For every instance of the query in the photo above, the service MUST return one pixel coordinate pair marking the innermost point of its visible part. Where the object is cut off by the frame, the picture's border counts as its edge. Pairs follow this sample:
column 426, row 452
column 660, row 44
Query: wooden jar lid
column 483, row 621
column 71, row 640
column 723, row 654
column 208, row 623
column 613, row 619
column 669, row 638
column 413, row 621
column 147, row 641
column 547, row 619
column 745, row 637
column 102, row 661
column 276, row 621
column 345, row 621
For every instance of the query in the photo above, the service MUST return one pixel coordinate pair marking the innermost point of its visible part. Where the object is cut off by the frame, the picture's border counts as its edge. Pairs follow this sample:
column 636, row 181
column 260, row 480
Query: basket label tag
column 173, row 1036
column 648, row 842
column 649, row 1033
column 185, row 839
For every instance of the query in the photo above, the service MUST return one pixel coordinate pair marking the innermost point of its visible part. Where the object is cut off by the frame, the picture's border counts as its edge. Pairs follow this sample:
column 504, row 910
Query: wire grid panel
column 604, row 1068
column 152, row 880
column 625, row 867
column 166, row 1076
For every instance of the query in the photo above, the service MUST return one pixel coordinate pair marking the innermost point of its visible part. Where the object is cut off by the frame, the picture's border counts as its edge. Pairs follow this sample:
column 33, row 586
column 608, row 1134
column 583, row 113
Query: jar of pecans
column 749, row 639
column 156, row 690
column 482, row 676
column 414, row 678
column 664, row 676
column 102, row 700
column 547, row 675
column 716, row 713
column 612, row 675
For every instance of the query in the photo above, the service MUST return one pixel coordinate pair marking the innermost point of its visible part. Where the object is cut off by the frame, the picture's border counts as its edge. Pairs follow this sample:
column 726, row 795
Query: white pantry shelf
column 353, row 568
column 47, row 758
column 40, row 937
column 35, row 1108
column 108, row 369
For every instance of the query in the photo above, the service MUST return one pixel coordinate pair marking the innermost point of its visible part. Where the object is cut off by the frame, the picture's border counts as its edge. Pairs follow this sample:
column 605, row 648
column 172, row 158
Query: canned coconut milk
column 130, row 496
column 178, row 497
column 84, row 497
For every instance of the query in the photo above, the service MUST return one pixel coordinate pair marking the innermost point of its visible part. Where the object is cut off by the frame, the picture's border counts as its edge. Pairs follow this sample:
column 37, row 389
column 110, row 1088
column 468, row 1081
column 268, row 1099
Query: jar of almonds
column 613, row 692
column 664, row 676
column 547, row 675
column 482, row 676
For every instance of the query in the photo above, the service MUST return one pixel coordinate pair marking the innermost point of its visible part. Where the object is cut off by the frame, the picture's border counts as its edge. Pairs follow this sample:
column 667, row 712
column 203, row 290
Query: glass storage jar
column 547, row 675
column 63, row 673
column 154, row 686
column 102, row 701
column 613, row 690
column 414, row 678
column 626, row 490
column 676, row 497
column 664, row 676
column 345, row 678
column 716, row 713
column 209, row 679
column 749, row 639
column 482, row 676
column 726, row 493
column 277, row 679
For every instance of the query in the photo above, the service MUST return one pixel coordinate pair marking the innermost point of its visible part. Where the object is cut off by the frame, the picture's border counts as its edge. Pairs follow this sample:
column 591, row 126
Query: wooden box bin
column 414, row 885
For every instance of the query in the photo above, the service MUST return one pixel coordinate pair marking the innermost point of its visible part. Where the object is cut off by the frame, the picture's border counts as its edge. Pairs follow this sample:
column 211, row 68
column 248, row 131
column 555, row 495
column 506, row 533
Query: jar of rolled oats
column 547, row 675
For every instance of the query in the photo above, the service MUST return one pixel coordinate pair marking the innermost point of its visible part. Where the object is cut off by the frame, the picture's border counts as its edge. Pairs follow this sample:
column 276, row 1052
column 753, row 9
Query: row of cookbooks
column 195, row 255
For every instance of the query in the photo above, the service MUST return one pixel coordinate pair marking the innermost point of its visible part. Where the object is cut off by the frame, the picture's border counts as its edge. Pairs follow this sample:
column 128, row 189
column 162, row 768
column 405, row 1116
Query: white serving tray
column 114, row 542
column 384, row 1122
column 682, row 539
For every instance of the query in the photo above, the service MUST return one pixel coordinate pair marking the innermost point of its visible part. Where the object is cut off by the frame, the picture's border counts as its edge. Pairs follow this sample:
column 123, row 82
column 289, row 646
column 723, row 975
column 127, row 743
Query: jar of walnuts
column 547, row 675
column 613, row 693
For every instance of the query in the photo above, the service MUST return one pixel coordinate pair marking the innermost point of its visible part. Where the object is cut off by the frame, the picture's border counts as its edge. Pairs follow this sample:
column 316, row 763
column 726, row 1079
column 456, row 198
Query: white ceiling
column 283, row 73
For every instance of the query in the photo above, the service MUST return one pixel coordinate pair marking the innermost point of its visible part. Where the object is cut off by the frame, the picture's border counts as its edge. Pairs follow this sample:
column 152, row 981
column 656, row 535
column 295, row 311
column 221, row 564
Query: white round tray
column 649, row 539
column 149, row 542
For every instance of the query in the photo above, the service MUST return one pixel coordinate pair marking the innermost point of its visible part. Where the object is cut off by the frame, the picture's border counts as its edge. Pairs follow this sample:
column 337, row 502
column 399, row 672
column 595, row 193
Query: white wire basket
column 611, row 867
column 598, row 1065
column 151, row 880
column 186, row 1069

_Work required_: Copy out all of the material above with every occurrence of "innermost point" changed to "central point", keeping everything else the same.

_Response to the exercise_:
For every instance of the query in the photo above, the service MUST return one pixel coordinate pair marking the central point of its visible part. Where the object is cut off by the frame, the picture's border counts as its edge. Pairs follow this sample:
column 426, row 452
column 660, row 44
Query: wooden jar lid
column 483, row 621
column 71, row 640
column 723, row 654
column 208, row 623
column 613, row 619
column 669, row 638
column 413, row 621
column 147, row 641
column 547, row 619
column 745, row 637
column 102, row 661
column 276, row 621
column 345, row 621
For every instance of the query in the photo above, the service MUST return one pixel coordinate pair marking the central point of its visible part. Where the object is cut off by the frame, the picture's border counts as its edge. Pairs follow this sample:
column 636, row 181
column 260, row 480
Query: basket label tag
column 173, row 1036
column 648, row 842
column 649, row 1033
column 185, row 839
For every instance of the query in the photo above, the service MUST return one pixel coordinate pair marking the central point of its visible part. Where the object is cut off by the frame, the picture's border counts as its edge. Pairs follow this sample:
column 504, row 910
Query: wire grid panel
column 604, row 1068
column 152, row 880
column 625, row 867
column 166, row 1076
For every instance of the query in the photo above, the service MUST return one pixel coordinate pair marking the central point of its visible part. Where the object is cut off by the frame, the picture's border counts as its edge. Pairs follow this sample:
column 33, row 586
column 608, row 1134
column 583, row 113
Query: jar of pecans
column 749, row 639
column 156, row 690
column 482, row 676
column 414, row 678
column 664, row 676
column 102, row 700
column 547, row 675
column 716, row 713
column 612, row 675
For every instance of the query in the photo above, the service MUST return one pixel coordinate pair marking the central point of its visible part. Where the object is cut off by the frame, the picture's border counts as its edge. Pairs follow this sample:
column 726, row 795
Query: white pantry shelf
column 353, row 568
column 47, row 758
column 40, row 937
column 35, row 1108
column 108, row 369
For every instance of the query in the photo above, the service MUST return one pixel coordinate pair marking the central point of its visible part. Where the object is cut off by the frame, the picture's border counts as its edge. Pairs follow this sample:
column 605, row 648
column 172, row 158
Query: canned coconut milk
column 130, row 496
column 178, row 497
column 84, row 497
For every instance of the query in the photo above, the service MUST return one pixel coordinate pair marking the central point of its visible part. Where the object is cut off by the frame, the picture's border counts as its edge. Pairs follow this sample:
column 37, row 389
column 110, row 1088
column 468, row 1081
column 268, row 1099
Query: jar of almonds
column 613, row 692
column 664, row 676
column 547, row 675
column 482, row 676
For every instance of the query in the photo above, the service MUST return one pixel coordinate pair marking the central point of its visible part. Where the object is cut off by the frame, the picture's border counts as its edge. Pairs follow this sample:
column 667, row 712
column 203, row 290
Query: glass storage jar
column 547, row 675
column 63, row 673
column 154, row 686
column 102, row 701
column 613, row 690
column 414, row 678
column 626, row 490
column 676, row 497
column 664, row 676
column 345, row 678
column 716, row 713
column 209, row 679
column 749, row 639
column 482, row 676
column 726, row 493
column 277, row 679
For every instance of the query in the photo above, the service MUST return one pixel coordinate pair marking the central point of its visible part. Where the object is cut off by the frame, the picture's border counts as its edge. Pairs follow this sample:
column 591, row 126
Query: wooden box bin
column 414, row 885
For every instance of the query in the photo above, the service MUST return one pixel coordinate pair marking the central point of its visible part. Where the object is cut off by the frame, the picture's border counts as its edge. Pairs follow this sample:
column 211, row 68
column 248, row 131
column 555, row 495
column 506, row 533
Query: jar of rolled oats
column 547, row 675
For every instance of the query in the photo above, the service MUST return one pixel coordinate pair marking the central point of its visible part. Where the object is cut off by the frame, the picture's border counts as its edge. Pairs follow this sample:
column 276, row 1052
column 753, row 9
Query: row of cookbooks
column 195, row 255
For every instance of the query in the photo above, the service MUST return one pixel coordinate pair marking the central point of its visible part. Where the object is cut off by the frame, the picture's border counts as its edge. Pairs follow this sample:
column 128, row 189
column 162, row 768
column 405, row 1116
Query: white serving tray
column 114, row 542
column 384, row 1122
column 682, row 539
For every instance of the query in the photo above, the service MUST return one pixel coordinate pair marking the central point of its visible part. Where the object is cut off by the frame, the picture's border counts as its edge. Pairs follow this sample:
column 123, row 82
column 289, row 646
column 723, row 975
column 127, row 743
Query: jar of walnuts
column 547, row 675
column 613, row 693
For every instance of the query in the photo above, the service MUST return one pixel coordinate pair marking the central point of its visible part. Where the object is cut off by the frame, the picture's border counts as its edge. Pairs follow this sample:
column 316, row 763
column 726, row 1079
column 456, row 198
Query: white ceiling
column 283, row 73
For every instance of the query in the photo above, the service MUST return one pixel coordinate pair marking the central point of its visible part. Where the object is cut off by the frame, the picture's border counts as its edge. Pairs follow this sample:
column 152, row 981
column 656, row 535
column 295, row 311
column 221, row 564
Query: white round tray
column 649, row 539
column 149, row 542
For every instance of the query in the photo above, the service MUST return one pixel coordinate pair marking the central point of its visible part. Where the object is cut off by the frame, the picture's border counts as its edge. Pairs follow this sample:
column 337, row 502
column 399, row 672
column 595, row 193
Query: white wire basket
column 611, row 867
column 598, row 1065
column 151, row 880
column 186, row 1069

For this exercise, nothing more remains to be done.